### [À FAIRE]
Pouvez-vous poursuivre le texte sur les spectacles mis en scène à distance, en reprenant juste après sa dernière phrase ?

### [DOCUMENT SOURCE]
************

Stanislavski, Katie Mitchell, Ant Hampton: scripts pour spectacles à distance

THEATRE


1929 ou 2021: le spectacle à distance ne date pas d’aujourd’hui. Incapacité de voyager, engagement écologique ou geste artistique: les raisons d’y recourir sont nombreuses. Répétitions par vidéo-conférence, recréation locale, script de mise en scène ou de jeu: les formes imaginables sont multiples. Petit tour d’horizon inspiré par l’actualité du Théâtre Vidy-Lausanne en ce début de saison 21/22.

Constantin Stanislavski et Katie Mitchell: deux noms qu’il n’est pas rare de voir associés. On sait en effet combien le système développé par le pédagogue russe a nourri l’approche de la metteuse en scène britannique. Celle-ci le revendique d’ailleurs elle-même. Dans son ouvrage « The Director’s Craft – A Handbook for the Theatre » (L’art du metteur en scène – un manuel pour le théâtre), elle écrit:

Most of the tools described in this book come from Konstantin Stanislavsky’s teachings, mediated by a secondary interpreter, and then test-run in my own work.

Katie Mitchell

Mais Stanislavski et Katie Mitchell partagent également un autre point commun, moins connu celui-ci: ils ont tous deux mis en scène des spectacles à distance.

Et ils ne sont pas les seuls.

1929-1930, Nice – Moscou: Constantin Stanislavski

Le 29 octobre 1928, Stanislavski est pris d’un malaise sur la scène du Théâtre d’art de Moscou, en pleine représentation des Trois soeurs de Tchékhov. Il tombe gravement malade. Son médecin lui recommande de partir se soigner à Nice. Au printemps 1929, Stanislavski quitte la Russie pour la France.

Depuis l’étranger, il continue néanmoins de suivre la vie de son théâtre moscovite. Il va même mettre en scène – à distance – une production d’Othello de Shakespeare. Pour diriger le travail des protagonistes du Théâtre d’art de Moscou – acteurs, décorateurs, metteurs en scène -, il leur fait parvenir toute une série de notes contenant ses instructions.

************

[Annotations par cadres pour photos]

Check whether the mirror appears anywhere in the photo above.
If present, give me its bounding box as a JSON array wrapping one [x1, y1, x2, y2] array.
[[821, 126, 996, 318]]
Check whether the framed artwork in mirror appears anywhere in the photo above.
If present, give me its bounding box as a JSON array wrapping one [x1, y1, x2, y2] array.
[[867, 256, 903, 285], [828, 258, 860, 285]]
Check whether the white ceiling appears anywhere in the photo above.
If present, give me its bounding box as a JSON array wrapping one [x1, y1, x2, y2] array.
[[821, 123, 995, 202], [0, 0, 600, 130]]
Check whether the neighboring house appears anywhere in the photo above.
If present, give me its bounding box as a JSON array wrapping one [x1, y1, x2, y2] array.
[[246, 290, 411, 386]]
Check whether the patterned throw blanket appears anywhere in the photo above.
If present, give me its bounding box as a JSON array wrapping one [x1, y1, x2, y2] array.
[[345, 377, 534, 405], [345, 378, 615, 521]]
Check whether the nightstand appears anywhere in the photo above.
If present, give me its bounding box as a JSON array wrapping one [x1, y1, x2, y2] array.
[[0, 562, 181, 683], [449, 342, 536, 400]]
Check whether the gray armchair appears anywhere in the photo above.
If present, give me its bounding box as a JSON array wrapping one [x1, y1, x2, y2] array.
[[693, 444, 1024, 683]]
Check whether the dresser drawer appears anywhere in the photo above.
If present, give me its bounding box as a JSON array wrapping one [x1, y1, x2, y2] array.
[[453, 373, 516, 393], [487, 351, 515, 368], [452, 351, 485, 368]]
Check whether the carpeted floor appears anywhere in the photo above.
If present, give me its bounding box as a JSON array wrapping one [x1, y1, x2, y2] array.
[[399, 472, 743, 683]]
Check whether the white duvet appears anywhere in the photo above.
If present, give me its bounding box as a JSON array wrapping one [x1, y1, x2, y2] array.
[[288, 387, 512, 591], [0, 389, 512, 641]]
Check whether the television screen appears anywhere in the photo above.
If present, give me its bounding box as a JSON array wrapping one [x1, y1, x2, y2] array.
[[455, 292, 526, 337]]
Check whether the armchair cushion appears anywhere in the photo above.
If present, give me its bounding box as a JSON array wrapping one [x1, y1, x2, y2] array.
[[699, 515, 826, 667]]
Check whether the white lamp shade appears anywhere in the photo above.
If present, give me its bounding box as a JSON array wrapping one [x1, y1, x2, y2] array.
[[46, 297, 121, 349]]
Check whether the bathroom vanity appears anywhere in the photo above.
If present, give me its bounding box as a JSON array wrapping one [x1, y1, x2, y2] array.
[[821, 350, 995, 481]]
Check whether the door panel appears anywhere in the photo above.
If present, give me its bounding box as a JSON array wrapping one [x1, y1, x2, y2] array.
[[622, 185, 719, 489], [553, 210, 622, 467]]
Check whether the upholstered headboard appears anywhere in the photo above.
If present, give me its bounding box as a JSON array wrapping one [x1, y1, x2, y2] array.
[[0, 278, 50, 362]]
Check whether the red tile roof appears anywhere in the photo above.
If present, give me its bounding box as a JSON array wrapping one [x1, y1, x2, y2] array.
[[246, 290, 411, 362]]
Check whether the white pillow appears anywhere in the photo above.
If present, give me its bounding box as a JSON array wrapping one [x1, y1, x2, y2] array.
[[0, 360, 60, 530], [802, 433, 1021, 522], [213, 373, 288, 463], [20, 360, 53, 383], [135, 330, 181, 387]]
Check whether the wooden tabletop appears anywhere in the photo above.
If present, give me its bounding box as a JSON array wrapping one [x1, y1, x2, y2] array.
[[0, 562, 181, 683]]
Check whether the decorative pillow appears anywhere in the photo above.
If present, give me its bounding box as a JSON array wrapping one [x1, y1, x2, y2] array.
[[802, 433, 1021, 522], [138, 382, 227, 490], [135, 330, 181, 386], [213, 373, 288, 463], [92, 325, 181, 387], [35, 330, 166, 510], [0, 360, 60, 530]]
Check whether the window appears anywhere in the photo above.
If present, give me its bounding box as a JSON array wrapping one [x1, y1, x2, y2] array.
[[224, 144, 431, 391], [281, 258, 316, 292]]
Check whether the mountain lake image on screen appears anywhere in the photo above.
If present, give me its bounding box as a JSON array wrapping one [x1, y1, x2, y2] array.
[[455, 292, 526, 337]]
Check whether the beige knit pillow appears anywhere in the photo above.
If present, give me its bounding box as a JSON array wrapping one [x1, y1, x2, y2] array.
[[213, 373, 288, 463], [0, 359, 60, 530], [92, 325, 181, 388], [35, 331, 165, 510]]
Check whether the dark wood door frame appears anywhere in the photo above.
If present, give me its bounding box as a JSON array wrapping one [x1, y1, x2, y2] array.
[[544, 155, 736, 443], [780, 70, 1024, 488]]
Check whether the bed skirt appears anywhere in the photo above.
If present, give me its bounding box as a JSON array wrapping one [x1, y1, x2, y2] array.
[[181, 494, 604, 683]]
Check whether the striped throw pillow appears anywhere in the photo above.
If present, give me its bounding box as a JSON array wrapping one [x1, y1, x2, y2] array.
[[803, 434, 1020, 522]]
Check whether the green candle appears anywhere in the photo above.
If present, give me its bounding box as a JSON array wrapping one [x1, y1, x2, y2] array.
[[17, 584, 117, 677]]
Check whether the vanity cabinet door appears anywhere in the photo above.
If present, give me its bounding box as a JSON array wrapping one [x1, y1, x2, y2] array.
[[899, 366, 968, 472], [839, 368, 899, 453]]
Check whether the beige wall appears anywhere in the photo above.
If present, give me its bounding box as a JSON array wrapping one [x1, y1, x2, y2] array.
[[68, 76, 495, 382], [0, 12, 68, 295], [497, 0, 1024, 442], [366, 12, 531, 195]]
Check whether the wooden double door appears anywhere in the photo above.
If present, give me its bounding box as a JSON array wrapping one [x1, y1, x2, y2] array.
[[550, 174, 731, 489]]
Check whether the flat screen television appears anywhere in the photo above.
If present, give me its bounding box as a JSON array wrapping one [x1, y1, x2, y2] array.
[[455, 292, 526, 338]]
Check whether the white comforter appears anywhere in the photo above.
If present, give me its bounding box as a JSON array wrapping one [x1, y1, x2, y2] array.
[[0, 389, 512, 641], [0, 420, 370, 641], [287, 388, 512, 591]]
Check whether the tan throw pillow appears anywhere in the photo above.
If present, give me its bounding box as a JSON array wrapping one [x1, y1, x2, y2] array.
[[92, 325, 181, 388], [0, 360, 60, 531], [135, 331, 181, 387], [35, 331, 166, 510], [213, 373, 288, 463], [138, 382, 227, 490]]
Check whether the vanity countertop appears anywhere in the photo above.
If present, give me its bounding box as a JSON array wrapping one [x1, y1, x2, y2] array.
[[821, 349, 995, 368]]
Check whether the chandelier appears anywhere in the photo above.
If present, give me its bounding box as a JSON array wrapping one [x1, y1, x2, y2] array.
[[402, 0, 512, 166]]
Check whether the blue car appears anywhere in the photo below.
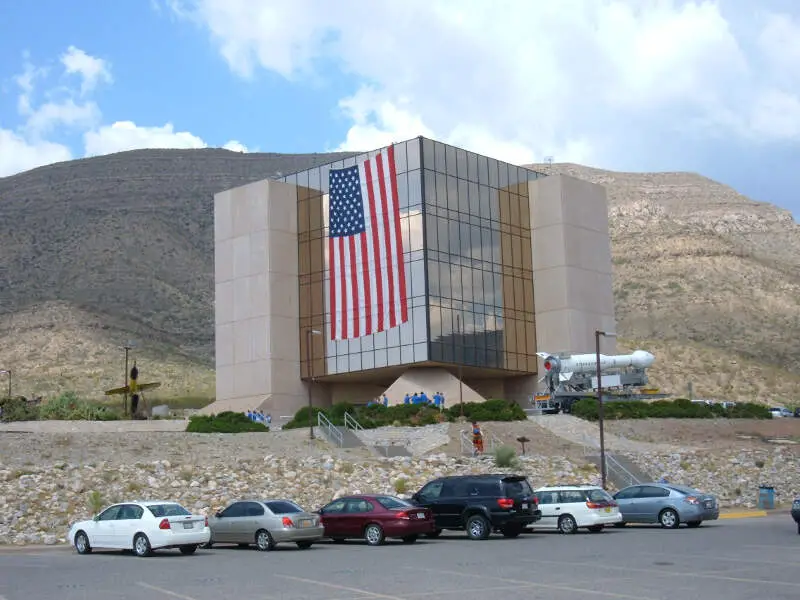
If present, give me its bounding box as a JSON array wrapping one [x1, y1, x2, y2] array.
[[614, 482, 719, 529]]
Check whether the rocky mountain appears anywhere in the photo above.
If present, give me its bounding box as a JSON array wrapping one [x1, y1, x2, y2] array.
[[0, 149, 800, 402]]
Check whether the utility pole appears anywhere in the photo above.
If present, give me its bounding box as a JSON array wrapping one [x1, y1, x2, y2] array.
[[453, 313, 464, 419], [122, 340, 136, 415], [306, 329, 322, 440], [594, 330, 617, 489]]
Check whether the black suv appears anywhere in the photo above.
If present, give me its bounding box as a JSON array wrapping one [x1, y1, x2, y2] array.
[[411, 475, 542, 540]]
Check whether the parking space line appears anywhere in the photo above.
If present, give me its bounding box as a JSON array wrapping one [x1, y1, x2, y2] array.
[[637, 552, 800, 566], [525, 559, 800, 588], [136, 581, 202, 600], [276, 574, 406, 600], [403, 563, 658, 600]]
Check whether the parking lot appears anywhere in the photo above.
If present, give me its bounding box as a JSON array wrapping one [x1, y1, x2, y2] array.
[[0, 514, 800, 600]]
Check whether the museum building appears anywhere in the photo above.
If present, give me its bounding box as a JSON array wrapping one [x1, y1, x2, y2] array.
[[208, 137, 615, 416]]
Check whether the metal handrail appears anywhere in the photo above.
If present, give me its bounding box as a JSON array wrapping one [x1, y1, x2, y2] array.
[[317, 412, 344, 448], [344, 411, 364, 431]]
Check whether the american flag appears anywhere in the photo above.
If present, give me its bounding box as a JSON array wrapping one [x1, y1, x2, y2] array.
[[328, 146, 408, 340]]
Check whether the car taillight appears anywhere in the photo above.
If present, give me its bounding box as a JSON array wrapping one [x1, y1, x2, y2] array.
[[497, 498, 514, 510]]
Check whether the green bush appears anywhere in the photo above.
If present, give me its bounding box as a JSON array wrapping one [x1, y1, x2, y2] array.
[[39, 392, 119, 421], [283, 400, 527, 429], [572, 398, 770, 421], [186, 411, 269, 433], [0, 396, 39, 422], [494, 446, 519, 469]]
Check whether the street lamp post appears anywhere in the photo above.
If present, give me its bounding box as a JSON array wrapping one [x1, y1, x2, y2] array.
[[453, 314, 464, 418], [594, 330, 617, 489], [0, 369, 11, 400], [306, 329, 322, 440]]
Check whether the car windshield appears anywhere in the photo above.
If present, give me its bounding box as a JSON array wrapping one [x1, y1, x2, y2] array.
[[147, 504, 192, 518], [667, 485, 702, 496], [264, 500, 303, 515], [375, 496, 414, 510], [503, 479, 533, 496], [586, 488, 614, 502]]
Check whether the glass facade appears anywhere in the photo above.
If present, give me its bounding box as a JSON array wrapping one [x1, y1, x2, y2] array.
[[282, 138, 539, 378]]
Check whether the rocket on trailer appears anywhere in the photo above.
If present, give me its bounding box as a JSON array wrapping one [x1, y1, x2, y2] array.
[[536, 350, 664, 412]]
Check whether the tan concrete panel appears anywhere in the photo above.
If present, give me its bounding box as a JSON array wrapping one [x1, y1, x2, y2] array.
[[214, 191, 233, 242]]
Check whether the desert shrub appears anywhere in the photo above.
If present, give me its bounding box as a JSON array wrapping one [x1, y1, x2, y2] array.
[[572, 398, 770, 421], [446, 400, 528, 421], [494, 446, 518, 469], [39, 392, 119, 421], [186, 411, 269, 433], [0, 396, 39, 422]]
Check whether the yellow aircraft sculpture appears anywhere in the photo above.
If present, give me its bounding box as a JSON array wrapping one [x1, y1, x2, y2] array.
[[105, 361, 161, 415]]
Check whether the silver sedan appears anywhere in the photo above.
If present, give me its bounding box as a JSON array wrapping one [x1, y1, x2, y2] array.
[[206, 499, 325, 551], [614, 482, 719, 529]]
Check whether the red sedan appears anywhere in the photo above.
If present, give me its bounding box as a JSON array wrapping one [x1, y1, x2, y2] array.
[[317, 494, 435, 546]]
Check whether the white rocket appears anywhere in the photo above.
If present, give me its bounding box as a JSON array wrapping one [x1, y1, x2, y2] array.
[[536, 350, 656, 381]]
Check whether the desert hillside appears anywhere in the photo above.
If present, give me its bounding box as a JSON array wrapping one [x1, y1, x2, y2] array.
[[0, 149, 800, 402]]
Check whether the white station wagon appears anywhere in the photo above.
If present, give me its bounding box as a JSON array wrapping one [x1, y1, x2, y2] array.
[[67, 502, 211, 556], [534, 485, 622, 533]]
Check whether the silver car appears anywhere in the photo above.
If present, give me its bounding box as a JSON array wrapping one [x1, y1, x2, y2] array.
[[206, 499, 325, 551], [614, 483, 719, 529]]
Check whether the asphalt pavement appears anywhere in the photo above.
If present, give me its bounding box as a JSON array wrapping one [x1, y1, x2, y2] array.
[[0, 514, 800, 600]]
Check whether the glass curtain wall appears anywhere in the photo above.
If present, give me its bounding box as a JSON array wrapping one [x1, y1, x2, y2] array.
[[292, 138, 428, 378], [422, 139, 538, 373]]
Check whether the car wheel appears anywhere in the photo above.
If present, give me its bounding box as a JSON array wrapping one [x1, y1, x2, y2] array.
[[364, 523, 386, 546], [658, 508, 681, 529], [75, 531, 92, 554], [425, 529, 442, 539], [558, 515, 578, 533], [256, 529, 275, 552], [133, 533, 153, 557], [501, 525, 522, 538], [467, 515, 492, 540]]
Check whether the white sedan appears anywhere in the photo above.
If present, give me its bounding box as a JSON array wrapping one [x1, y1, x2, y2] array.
[[67, 502, 211, 556]]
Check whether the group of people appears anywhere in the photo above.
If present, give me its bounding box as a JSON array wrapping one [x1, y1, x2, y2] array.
[[403, 391, 444, 409], [245, 408, 272, 425]]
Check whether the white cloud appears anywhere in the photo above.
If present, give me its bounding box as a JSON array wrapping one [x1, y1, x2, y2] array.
[[61, 46, 112, 94], [0, 129, 72, 177], [0, 47, 250, 177], [84, 121, 207, 156], [171, 0, 800, 166]]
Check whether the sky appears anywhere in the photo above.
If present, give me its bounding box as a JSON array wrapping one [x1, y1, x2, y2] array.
[[0, 0, 800, 218]]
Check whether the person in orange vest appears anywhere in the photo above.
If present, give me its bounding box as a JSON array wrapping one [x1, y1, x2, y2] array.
[[472, 421, 483, 455]]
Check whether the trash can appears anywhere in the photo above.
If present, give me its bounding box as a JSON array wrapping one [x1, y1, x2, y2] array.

************

### [RÉSULTAT ATTENDU]
Bien que Stanislavski ne destinait pas ces notes à la publication, elles seront finalement rassemblées et éditées en un ouvrage. En France, il paraît aux Editions du Seuil dans la Collection « mises en scène ».

Othello Stanislavski cahier de mise en scène

On peut y lire ce passage, dans lequel Stanislavski décrit la situation particulière dans laquelle il se retrouve:

Je prépare cette mise en scène loin du lieu où se déroule le travail, sans savoir préalablement quels acteurs joueront la pièce et par conséquent, sans rien connaître de leur manière d’aborder et d’interpréter les rôles; sans avoir étudié leurs aptitudes et possibilités; sans avoir analysé les décors et leur disposition sur le plateau; (…). Et pourtant, tout cela il faut l’avoir fait avant de se mettre à une mise en scène.

Mais cette fois, les circonstances m’obligent à renoncer à la méthode correcte et à aborder le travail en désaccord avec tout ce que je préconise moi-même dans mon système. C’est que je suis retenu loin du théâtre.

Constantin Stanislavski

Pour pallier cette absence physique, Stanislavski met par écrit toutes les indications dont son équipe a besoin pour réaliser la mise en scène qu’il imagine: analyse dramaturgique de la pièce, plans de la scénographie et des changements de décor, recommandations de distribution, indications sur la psychologie des personnages, les mouvements des acteurs, leur diction, … Un script complet de production.

2021, Londres – Lausanne: Katie Mitchell

En 2021, Katie Mitchell met elle aussi en scène un spectacle à distance: elle dirige une production au Théâtre Vidy-Lausanne depuis son domicile londonien.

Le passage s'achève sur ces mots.